→ **Selected excerpt**
The type of liveness requirements tend to define the data structure. The method calls can be blocking or non-blocking. Data structures are not restricted to one type or the other, and can allow combinations where some method calls are blocking and others are non-blocking (examples can be found in the Java concurrency software library).
The safety properties of concurrent data structures must capture their behavior given the many possible interleavings of methods called by different threads. It is quite intuitive to specify how abstract data structures behave in a sequential setting in which there are no interleavings. Therefore, many mainstream approaches for arguing the safety properties of a concurrent data structure (such as serializability, linearizability, sequential consistency, and quiescent consistency [3] ) specify the structures properties sequentially, and map its concurrent executions to a collection of sequential ones.
To guarantee the safety and liveness properties, concurrent data structures must typically (though not always) allow threads to reach consensus as to the results of their simultaneous data access and modification requests. To support such agreement, concurrent data structures are implemented using special primitive synchronization operations (see synchronization primitives) available on modern multiprocessor machines that allow multiple threads to reach consensus. This consensus can be achieved in a blocking manner by using locks, or without locks, in which case it is non-blocking. There is a wide body of theory on the design of concurrent data structures (see bibliographical references).

→ **Request A**
Quote the passage on concurrent data structures word for word, starting at "To guarantee the" and ending at "(see bibliographical references).".

→ **Dataset rows**
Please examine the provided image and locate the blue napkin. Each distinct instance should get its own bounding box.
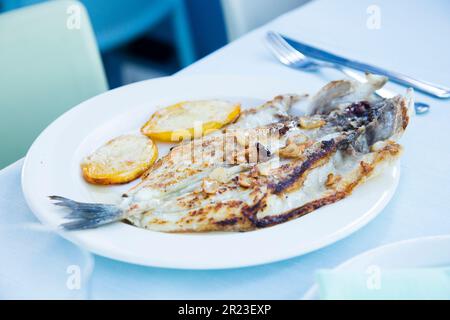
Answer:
[316,266,450,300]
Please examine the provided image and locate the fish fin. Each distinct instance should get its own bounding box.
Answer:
[49,196,124,230]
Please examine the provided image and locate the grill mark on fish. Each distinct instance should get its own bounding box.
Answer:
[270,140,337,194]
[53,79,409,232]
[256,192,346,228]
[256,143,401,228]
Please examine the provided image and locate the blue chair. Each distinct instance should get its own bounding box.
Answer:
[0,0,108,169]
[0,0,195,67]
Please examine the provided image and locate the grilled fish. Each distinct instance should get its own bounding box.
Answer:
[50,76,413,232]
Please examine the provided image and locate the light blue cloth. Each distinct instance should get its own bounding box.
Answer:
[0,0,450,299]
[317,267,450,300]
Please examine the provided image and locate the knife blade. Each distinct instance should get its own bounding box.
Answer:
[282,35,450,98]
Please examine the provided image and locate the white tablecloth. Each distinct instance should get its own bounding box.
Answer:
[0,0,450,299]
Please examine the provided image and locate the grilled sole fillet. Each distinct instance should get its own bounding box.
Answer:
[51,76,413,232]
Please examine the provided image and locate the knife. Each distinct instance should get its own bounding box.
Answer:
[282,36,450,98]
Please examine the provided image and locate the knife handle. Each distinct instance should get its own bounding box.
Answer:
[344,61,450,98]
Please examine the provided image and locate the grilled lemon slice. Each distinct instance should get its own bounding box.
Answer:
[141,100,241,142]
[81,135,158,185]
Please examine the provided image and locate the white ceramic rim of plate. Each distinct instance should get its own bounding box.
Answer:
[301,234,450,300]
[22,75,400,269]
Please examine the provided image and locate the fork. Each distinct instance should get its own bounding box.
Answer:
[266,31,430,114]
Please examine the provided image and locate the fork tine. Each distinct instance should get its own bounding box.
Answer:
[272,32,305,63]
[267,31,302,67]
[267,33,292,65]
[266,34,291,65]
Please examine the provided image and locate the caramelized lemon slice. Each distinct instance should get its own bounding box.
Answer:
[141,100,241,142]
[81,135,158,185]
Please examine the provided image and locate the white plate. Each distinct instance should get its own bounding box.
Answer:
[22,75,400,269]
[303,235,450,300]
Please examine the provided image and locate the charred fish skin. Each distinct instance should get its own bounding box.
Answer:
[52,77,409,232]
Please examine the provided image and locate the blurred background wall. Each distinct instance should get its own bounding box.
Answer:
[0,0,308,88]
[0,0,307,169]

→ **Request B**
In the listing, take the lines starting at the line containing "Please examine the provided image and locate the knife handle." and ending at the line containing "[266,34,291,65]", and swap "ceramic" for "porcelain". Reproduce only those lines and leave everything else unchanged.

→ **Full solution A**
To guarantee the safety and liveness properties, concurrent data structures must typically (though not always) allow threads to reach consensus as to the results of their simultaneous data access and modification requests. To support such agreement, concurrent data structures are implemented using special primitive synchronization operations (see synchronization primitives) available on modern multiprocessor machines that allow multiple threads to reach consensus. This consensus can be achieved in a blocking manner by using locks, or without locks, in which case it is non-blocking. There is a wide body of theory on the design of concurrent data structures (see bibliographical references).

→ **Full solution B**
Please examine the provided image and locate the knife handle. Each distinct instance should get its own bounding box.
Answer:
[344,61,450,98]
Please examine the provided image and locate the grilled lemon slice. Each distinct instance should get its own bounding box.
Answer:
[141,100,241,142]
[81,135,158,185]
Please examine the provided image and locate the white porcelain rim of plate. Each distinct instance should get its own bounding box.
Answer:
[301,234,450,300]
[22,75,400,269]
Please examine the provided image and locate the fork. Each distinct instance should get its own bounding box.
Answer:
[266,31,430,114]
Please examine the provided image and locate the fork tine. Each distinct instance should get its own bounding box.
Answer:
[272,32,305,63]
[267,31,302,67]
[267,33,292,65]
[266,34,291,65]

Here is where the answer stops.